Exercise instructions:
Can you reproduce the records below, swapping every "Reviewer note" for "Annotator note", leaving all else untouched and dropping the pictures?

Exercise inputs:
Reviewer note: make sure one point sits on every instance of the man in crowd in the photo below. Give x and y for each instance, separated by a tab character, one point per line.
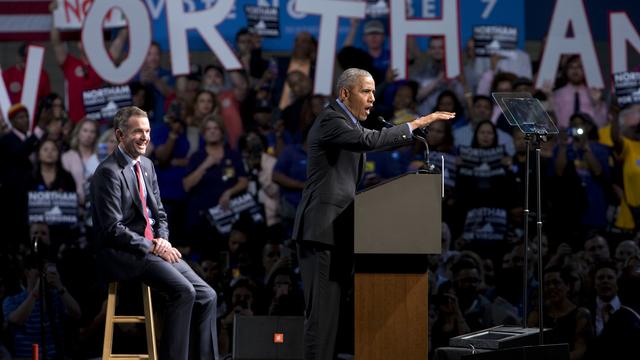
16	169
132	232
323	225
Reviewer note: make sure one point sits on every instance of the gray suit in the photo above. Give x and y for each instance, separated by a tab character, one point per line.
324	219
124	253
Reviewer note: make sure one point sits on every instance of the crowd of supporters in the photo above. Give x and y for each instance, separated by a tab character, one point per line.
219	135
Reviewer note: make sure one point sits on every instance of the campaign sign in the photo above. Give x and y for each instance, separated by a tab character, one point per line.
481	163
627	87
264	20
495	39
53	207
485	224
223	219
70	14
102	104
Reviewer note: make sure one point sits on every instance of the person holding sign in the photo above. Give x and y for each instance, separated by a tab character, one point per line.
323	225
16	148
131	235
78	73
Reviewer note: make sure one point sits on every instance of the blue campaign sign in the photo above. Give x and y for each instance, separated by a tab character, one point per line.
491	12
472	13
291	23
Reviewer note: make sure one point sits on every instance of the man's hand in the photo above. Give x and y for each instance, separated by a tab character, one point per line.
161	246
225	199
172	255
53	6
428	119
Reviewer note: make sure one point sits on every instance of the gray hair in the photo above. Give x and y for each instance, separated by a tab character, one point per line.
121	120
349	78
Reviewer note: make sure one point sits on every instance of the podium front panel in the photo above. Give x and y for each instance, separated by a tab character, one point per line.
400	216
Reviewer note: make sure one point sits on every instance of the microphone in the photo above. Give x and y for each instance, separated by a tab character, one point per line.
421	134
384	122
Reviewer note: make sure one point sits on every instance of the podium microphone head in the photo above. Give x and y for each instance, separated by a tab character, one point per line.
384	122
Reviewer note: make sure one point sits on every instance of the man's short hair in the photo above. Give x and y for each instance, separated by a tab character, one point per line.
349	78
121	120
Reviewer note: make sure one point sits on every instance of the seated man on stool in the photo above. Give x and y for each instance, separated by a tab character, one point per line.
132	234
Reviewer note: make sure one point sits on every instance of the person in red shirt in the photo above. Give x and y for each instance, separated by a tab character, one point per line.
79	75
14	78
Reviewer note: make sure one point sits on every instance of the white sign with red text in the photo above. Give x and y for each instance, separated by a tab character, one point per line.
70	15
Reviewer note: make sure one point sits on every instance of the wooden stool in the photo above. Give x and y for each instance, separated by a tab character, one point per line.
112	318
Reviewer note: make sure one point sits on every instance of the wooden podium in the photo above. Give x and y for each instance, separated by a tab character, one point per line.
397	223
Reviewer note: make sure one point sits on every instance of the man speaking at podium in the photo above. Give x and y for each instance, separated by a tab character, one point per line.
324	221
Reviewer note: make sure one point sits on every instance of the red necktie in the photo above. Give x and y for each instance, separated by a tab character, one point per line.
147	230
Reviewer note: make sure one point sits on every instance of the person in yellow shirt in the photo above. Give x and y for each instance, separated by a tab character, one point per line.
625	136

Solution:
Annotator note: make sure one point sits on every instance of the man in crowd in the photo below. Give x and y for each instance, separated by a tab character, one point per line.
16	169
132	232
323	225
Annotator note: make sure one point sits on every instance of the gray suit in the photo above. Give x and y for each instance, separated by a tab character, one point per line.
324	219
124	253
Annotator note: make sure one point sits on every instance of the crowd of supporters in the photo above. Give x and y for each instance, separated by a tab character, one point per line.
219	135
Annotator note: make sure one point sits on every instance of the campaign sign in the photo above. Give x and y for each instance, separated by a tab character, one point per line.
481	163
627	87
264	20
495	39
53	207
485	224
223	219
70	14
102	104
Annotator note: make sure one point sits on every instance of the person holding sign in the photo above. Give x and y for each instance, separated by a tab character, one point per line.
323	225
16	148
131	235
78	73
Annotator note: make sure one point sits on every instance of the blue campaign sign in the photo above. Give x and y for each instance, separated by a tab character, one point per line.
491	12
472	13
291	23
Annotator note: make sure one point sits on every instance of the man's hand in the photo above. Give x and y for each instance, separated by a tab character, one point per line.
161	246
225	199
172	255
53	6
428	119
Annotator note: make sure one point sits on every instance of the gray hair in the photo above. Give x and y for each instance, separated by a tab character, one point per line.
121	120
349	78
Annotator note: make sure one point sits on every instance of the podium front panel in the photo above. Give x and y for each instance, separated by a tab character, one point per line.
400	216
Annotator note: make sure one point sits on every instance of the microphone in the photo above. Give x and y for each instance, separated by a tab character, one point per line.
421	134
384	122
Annotator note: make sure one point sits on every instance of the podium microphone head in the photo above. Give x and y for each instance, separated by a tab character, one point per line.
384	122
Annotator note: make sure one point sits on every instance of the man's short hair in the photo above. Give x and y for each instance, separated by a tab character, one point per line.
349	78
121	120
Annotator note: make sure one point sits on every instance of the seated man on stool in the photo above. Give x and y for each instance, separated by a tab character, one point per line.
132	234
Annotator note: make sure one point sits on every instance of the person in red shirt in the photo above. Give x and y for each instance, separated by a tab character, one point per line.
79	75
14	78
Annotator note: make sure one point sits on every instance of the white sign with red text in the photo above. Give x and y for each instance, separated by a tab character, one point per line.
70	15
Annotator note: make sure one point sits on every instance of the wooden stool in the photo above. Give x and y for each instance, separated by a tab character, one point per line.
112	318
Annotator note: make sure one point sits on every instance of the wooden podium in the photo above. Give x and y for each instance, separated by a tab character, one point per line.
397	223
Annotator note: make sure one point sits on every instance of the man speaking at podium in the photo above. Give x and y for each instance, separated by a tab character, one point per line.
324	221
Annotator note: make sure one point sits on every instance of the red necktie in the photo above. Give x and y for each instance, separated by a tab character, one point per line.
147	230
Annotator note: make sure one point sits on every instance of the person in yellow shirt in the photo above. Give x and y for each instance, separated by a tab character, one point per line.
625	136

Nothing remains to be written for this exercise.